:: DATA PROVIDED

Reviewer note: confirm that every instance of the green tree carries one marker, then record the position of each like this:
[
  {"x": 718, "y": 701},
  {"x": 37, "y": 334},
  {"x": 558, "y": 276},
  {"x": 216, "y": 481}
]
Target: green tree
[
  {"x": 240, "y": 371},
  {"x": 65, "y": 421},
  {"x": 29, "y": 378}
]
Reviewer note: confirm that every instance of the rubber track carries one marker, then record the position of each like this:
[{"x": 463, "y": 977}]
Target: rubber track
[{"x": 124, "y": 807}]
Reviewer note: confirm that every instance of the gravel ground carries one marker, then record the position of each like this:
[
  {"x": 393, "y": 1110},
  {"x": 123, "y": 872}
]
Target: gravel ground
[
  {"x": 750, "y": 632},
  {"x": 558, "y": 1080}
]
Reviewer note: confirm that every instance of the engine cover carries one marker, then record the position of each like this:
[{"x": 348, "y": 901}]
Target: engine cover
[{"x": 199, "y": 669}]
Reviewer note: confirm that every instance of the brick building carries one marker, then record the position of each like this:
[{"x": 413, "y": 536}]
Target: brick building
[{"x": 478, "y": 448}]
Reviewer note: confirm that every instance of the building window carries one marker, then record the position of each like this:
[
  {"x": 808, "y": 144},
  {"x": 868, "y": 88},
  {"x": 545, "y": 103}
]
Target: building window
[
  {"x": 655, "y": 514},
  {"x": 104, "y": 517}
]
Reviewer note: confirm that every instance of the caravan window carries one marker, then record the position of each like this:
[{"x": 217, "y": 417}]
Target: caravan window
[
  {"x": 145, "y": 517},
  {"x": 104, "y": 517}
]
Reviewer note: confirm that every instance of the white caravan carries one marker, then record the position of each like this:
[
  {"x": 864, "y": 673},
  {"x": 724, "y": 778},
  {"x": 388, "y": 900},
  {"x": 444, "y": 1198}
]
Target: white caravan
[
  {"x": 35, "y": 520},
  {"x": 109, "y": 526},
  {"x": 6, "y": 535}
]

::::

EXERCISE REQUIREMENTS ▸
Repeat precisely the lines of the data starting at the one containing "Reviewer note: confirm that every instance of the rubber", last line included.

IN RESPONSE ▸
Reviewer note: confirm that every instance of the rubber track carries one marker, then record the position of each like this:
[{"x": 463, "y": 977}]
Target: rubber track
[{"x": 124, "y": 807}]
Reviewer note: confirm that every instance of the gravel ground carries one marker, then record the position of each like this:
[
  {"x": 393, "y": 1110},
  {"x": 123, "y": 872}
]
Target: gravel ground
[
  {"x": 750, "y": 632},
  {"x": 558, "y": 1080}
]
Reviewer note: confirm that every instance of the engine cover carries one marker, then record the position of each like this:
[{"x": 348, "y": 901}]
Target: engine cover
[{"x": 199, "y": 669}]
Reviewer note: confirm that every instance of the brick building carries one marker, then record the position of each like this:
[{"x": 413, "y": 536}]
Target: brick building
[{"x": 478, "y": 448}]
Reviewer note: confirm that every instance of the building window carries one marker, then record the position of each like this:
[
  {"x": 808, "y": 144},
  {"x": 868, "y": 88},
  {"x": 545, "y": 103}
]
Target: building window
[
  {"x": 655, "y": 514},
  {"x": 104, "y": 517}
]
Reviewer note: confirm that every instance of the caravan window carries one marker, then record the position of each like this:
[{"x": 217, "y": 417}]
Target: caravan window
[
  {"x": 145, "y": 517},
  {"x": 104, "y": 517}
]
Reviewer note: confirm that every instance of the white caravan carries one marker, then record the position of each like this:
[
  {"x": 864, "y": 673},
  {"x": 724, "y": 778},
  {"x": 388, "y": 900},
  {"x": 444, "y": 1198}
]
Target: white caravan
[
  {"x": 35, "y": 520},
  {"x": 109, "y": 526},
  {"x": 6, "y": 535}
]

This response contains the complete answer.